Loophole is a 1981 British heist crime film directed by John Quested and starring Albert Finney, Martin Sheen, Susannah York, Jonathan Pryce, Colin Blakely and Tony Doyle. It was written by Jonathan Hales, based upon the novel by Robert Pollock.  Music is by Lalo Schifrin.

Plot
The film opens with a safe-break that yields unexpectedly low gains for the robbers. Daniels (Finney) plots the bank robbery, having targeted this institution because he has discovered that the main subterranean vault, thought to be impregnable, lies within a short distance of a main sewer. Enlisting the services of a  boat-dealer to supply equipment, he targets Booker (Sheen) who, as an architect, has the skill needed to pinpoint the exact location underground. Booker angrily rejects the first approach from Daniels but later, harassed by his bank manager (played by Robert Morley) and having to support a new business venture by his wife (Susannah York), he agrees on the undertaking, provided that no violence is to be used.

Goals -
a – Print the part of the Loophole summary between "Loophole is a" and "by Lalo Schifrin.", inclusive.
b – Render this sentence from the Loophole summary in Spanish: "It was written by Jonathan Hales, based upon the novel by Robert Pollock."
c – Answer these questions using the Loophole summary:
(i) Who wrote the film's music?
(ii) What is Booker's profession?
(iii) Who plays Booker's bank manager?
The entries that come next are separate material and have no connection to the Loophole summary.

[Records from a data source]

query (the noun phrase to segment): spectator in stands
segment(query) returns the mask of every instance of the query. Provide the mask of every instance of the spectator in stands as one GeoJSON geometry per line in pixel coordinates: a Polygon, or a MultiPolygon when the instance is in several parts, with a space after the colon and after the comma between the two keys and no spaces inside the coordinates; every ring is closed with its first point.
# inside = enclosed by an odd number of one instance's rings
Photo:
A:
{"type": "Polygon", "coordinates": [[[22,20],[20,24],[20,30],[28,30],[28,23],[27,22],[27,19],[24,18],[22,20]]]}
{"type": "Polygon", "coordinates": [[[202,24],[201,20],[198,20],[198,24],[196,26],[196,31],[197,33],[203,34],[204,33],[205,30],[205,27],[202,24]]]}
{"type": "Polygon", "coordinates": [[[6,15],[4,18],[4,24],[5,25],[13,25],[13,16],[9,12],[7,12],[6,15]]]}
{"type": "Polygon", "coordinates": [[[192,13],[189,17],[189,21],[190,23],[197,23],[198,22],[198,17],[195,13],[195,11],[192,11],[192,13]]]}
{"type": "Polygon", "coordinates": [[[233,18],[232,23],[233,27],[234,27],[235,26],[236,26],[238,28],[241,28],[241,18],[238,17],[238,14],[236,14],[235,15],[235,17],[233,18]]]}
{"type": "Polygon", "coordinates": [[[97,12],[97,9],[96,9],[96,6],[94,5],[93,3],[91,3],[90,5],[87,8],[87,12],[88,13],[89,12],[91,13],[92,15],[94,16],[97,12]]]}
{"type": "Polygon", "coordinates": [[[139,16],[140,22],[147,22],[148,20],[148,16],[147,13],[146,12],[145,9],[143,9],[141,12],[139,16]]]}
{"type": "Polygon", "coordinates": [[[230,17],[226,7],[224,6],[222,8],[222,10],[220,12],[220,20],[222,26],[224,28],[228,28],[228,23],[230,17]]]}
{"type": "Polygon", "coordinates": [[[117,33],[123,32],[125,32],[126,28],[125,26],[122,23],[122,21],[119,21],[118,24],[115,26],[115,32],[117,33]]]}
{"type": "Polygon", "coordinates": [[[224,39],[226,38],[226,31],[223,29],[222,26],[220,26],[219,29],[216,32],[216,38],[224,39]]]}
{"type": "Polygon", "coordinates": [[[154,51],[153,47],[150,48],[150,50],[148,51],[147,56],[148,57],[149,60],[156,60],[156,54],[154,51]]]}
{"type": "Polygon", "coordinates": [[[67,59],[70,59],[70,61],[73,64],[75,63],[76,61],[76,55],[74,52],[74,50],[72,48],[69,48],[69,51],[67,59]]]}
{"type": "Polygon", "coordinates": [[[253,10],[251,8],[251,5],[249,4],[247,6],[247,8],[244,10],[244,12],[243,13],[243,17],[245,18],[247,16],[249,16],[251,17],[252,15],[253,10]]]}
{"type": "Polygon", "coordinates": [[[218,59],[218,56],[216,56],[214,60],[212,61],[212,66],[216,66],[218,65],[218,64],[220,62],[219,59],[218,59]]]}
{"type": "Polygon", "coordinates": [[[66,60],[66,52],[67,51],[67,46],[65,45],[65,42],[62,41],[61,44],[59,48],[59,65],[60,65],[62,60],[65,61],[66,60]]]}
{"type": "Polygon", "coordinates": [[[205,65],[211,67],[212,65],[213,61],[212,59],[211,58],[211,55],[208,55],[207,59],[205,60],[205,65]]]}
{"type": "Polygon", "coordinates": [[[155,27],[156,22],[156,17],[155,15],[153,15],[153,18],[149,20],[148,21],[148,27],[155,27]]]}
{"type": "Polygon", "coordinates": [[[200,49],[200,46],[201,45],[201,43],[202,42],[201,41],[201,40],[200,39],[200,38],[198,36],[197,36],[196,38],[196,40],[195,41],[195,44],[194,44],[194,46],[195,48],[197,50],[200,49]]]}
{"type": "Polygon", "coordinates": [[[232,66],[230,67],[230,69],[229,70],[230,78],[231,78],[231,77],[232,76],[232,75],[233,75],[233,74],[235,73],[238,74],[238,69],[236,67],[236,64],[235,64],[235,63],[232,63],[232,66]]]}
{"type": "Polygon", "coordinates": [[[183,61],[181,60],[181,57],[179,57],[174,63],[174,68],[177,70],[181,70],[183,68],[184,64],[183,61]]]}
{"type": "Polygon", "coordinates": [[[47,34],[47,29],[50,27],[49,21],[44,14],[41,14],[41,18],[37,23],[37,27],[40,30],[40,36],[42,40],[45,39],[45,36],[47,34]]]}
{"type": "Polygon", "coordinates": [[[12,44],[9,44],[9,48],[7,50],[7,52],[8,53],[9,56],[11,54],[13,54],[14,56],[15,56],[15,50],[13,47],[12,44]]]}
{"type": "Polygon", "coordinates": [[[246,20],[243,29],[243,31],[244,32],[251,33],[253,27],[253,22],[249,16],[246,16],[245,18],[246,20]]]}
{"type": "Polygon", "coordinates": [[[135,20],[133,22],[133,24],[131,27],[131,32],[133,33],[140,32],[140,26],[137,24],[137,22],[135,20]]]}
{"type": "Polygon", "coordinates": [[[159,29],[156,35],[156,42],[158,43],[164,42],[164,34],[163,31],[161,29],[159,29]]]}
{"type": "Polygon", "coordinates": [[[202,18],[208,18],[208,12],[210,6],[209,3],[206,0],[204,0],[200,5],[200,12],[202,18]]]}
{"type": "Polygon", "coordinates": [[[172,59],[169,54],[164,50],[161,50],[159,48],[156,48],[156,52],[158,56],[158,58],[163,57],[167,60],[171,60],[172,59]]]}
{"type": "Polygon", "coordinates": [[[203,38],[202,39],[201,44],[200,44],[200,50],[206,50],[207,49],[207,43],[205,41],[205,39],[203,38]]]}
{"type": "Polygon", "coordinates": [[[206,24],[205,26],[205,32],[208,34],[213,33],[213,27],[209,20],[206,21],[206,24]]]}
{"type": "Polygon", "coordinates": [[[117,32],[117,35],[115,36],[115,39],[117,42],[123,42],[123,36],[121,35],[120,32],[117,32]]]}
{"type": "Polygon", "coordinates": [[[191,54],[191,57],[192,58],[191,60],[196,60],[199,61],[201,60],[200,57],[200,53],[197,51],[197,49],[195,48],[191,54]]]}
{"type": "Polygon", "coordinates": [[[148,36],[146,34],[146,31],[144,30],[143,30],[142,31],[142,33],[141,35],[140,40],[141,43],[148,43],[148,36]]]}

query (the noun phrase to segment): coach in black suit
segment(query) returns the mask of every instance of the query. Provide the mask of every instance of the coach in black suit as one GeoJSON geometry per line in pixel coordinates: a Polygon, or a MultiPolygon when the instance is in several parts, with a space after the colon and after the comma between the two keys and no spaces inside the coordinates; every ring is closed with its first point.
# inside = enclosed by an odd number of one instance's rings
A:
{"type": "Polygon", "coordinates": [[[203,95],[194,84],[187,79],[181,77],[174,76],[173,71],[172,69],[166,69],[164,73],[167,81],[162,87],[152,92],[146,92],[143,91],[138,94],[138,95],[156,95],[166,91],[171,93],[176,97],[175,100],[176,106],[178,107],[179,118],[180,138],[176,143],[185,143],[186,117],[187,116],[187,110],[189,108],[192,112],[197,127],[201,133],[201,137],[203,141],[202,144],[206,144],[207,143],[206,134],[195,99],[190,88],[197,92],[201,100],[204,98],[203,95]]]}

Answers to each task -
a –
Loophole is a 1981 British heist crime film directed by John Quested and starring Albert Finney, Martin Sheen, Susannah York, Jonathan Pryce, Colin Blakely and Tony Doyle. It was written by Jonathan Hales, based upon the novel by Robert Pollock.  Music is by Lalo Schifrin.

b – Fue escrita por Jonathan Hales, a partir de la novela de Robert Pollock.

c –
(i) Lalo Schifrin
(ii) Architect
(iii) Robert Morley